| Data under study |
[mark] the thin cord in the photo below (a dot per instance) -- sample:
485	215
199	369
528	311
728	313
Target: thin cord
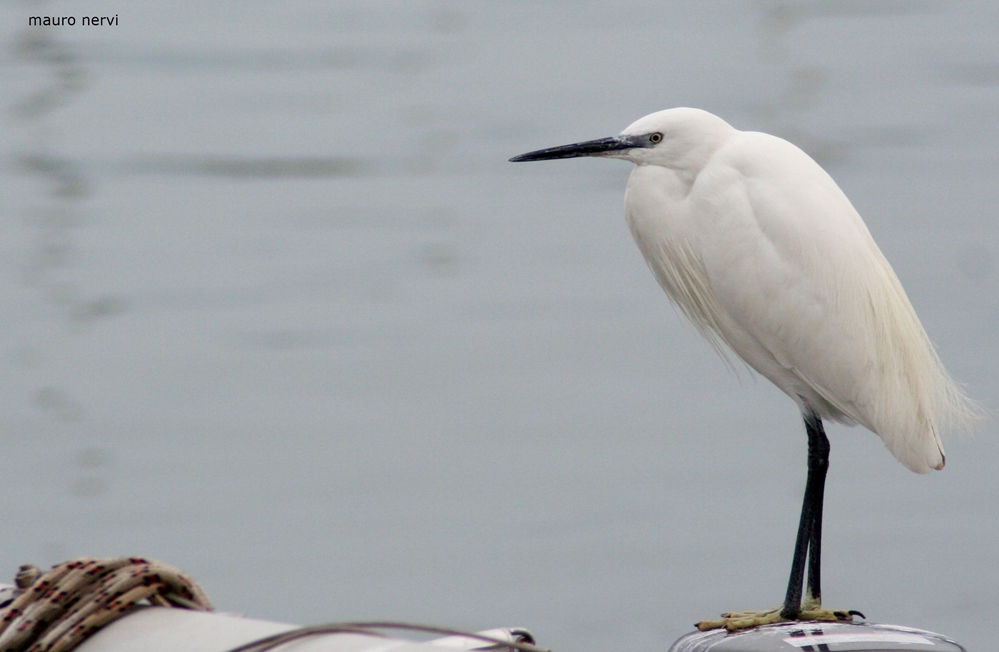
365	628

--

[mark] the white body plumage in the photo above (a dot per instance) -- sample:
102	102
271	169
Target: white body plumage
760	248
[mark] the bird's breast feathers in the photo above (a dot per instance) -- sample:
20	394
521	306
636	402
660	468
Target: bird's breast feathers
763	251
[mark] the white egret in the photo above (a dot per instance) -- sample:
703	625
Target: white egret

--

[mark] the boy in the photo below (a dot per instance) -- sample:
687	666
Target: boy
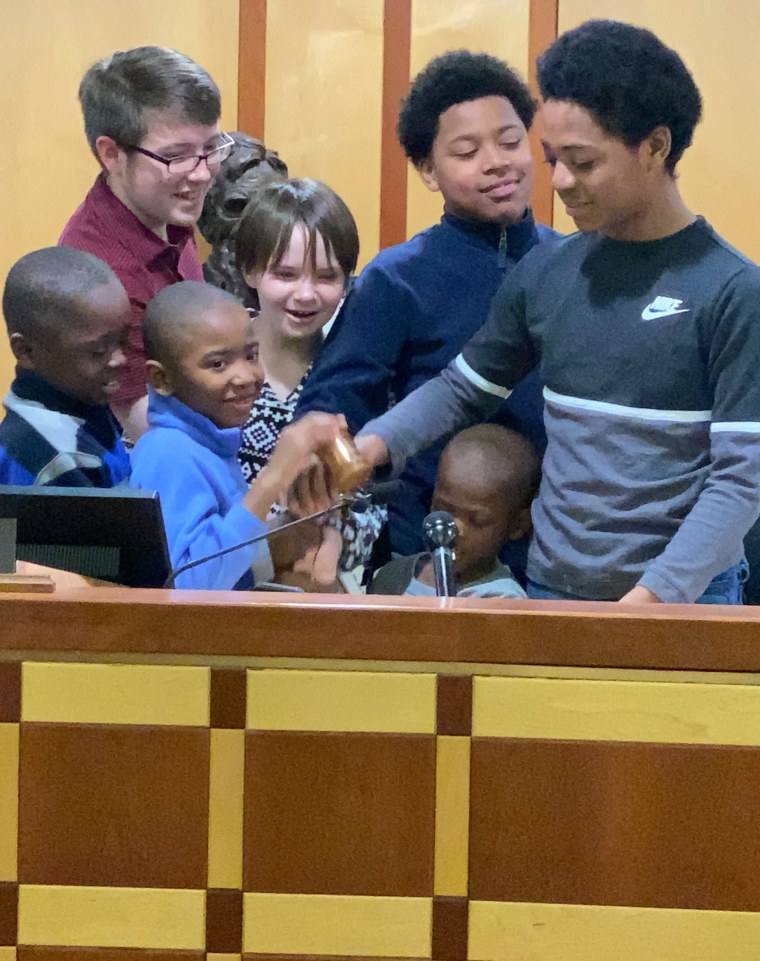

| Task to carry out |
If a line of the records above holds the word "photo", show it.

| Task result |
[mark] the thin cord in the photo below (a dot per instance) -- sample:
[mark] the white body plumage in the photo above (a dot per instance) -- sample:
[mark] the bird's breast feathers in the photo above (a dot per instance) -- sample:
[mark] the white egret in the photo above (a dot per instance) -- sample:
[mark] the boy in the photo below (a dot per instance) -- sample:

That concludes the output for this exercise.